In the text, which festival do Sun's parents take her to for the second time?

··· TEXT SECTION ···

I will again make efforts to do many homemade gifts, mainly in the cooking department.  I am too tired and its too late for me to start knitting like I did last year.  And for the little kids that will get store-bought items, those are already purchased.  So the rest on my list will be taken care of by time spent in my kitchen.  With my new little helper.

This year, though not Sun’s first Christmas, will be for Sun the beginning of the magical quality that the winter season encapsulates.  And I am rather certain that I am far more excited about it than she is.

Money Matters

Before I had Sun, I worried about money all the time. ALL. THE. TIME.  How could we save enough for retirement?  Get out of debt?  Travel and enjoy life?  Ever afford a child?

Now, with Sun and a tanking economy, money is tighter in my life than it has been in a decade.  And I worry not.  It’s the weirdest thing of all about having a child.

Now I KNOW we’ll have what we need, NEED, to accomplish our goals.  We WILL pay the bills, save for retirement and even Sun’s education.  And we will do whatever it may take to get there.  But the worry? It just isn’t there.  Deep down, I know CS and I will make it work, with either working harder for more money needed or living leaner with less.  Will we travel less? Eat out less? Hell, yes, we will.  But will we enjoy life less? Absolutely not.

I so enjoy seeing the world, and New Orleans in particular, through Sun’s new eyes.  I WANT her to grow up thinking Mardi Gras, neutral grounds, snow balls, gumbo, Jazz Fest, the French Quarter, above-ground cemeteries with its All Souls Day traditions, all the unique NOLA things, I want her to think that’s just normal and other cities have it all wrong not to do as NOLA does.

And growing up in New Orleans doesn’t take a lot of money.  It just takes a lot of heart.  So BRING IT bad economy.  I’m not scared.

Their World

They take their daughter to Oktoberfest.  This is Sun’s second.  She marvels at the oompa band, still too young to enjoy the Chicken Dance.  She is too shy to be comfortable on her own feet; she hugs her mother’s legs when set down.  Her parents are happy to hold her and not fear her getting lost in the crowd.

··· SOURCE DATA ···

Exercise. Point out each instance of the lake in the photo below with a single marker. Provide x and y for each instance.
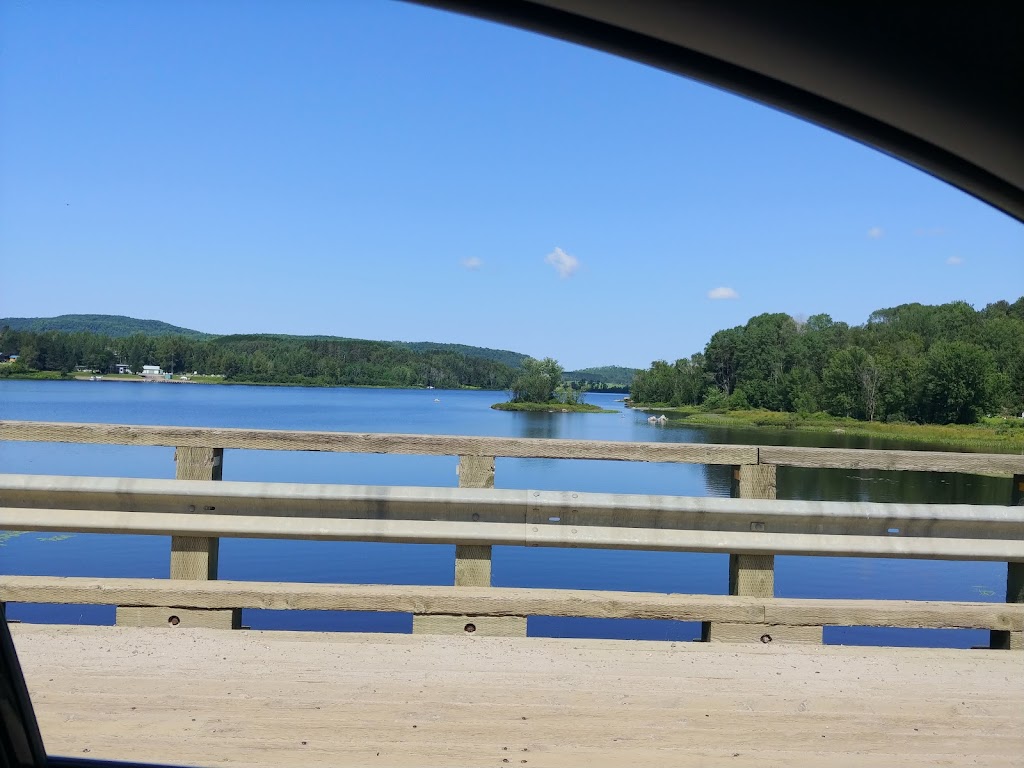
(444, 412)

···

▶ _TASK ANSWER_:
Oktoberfest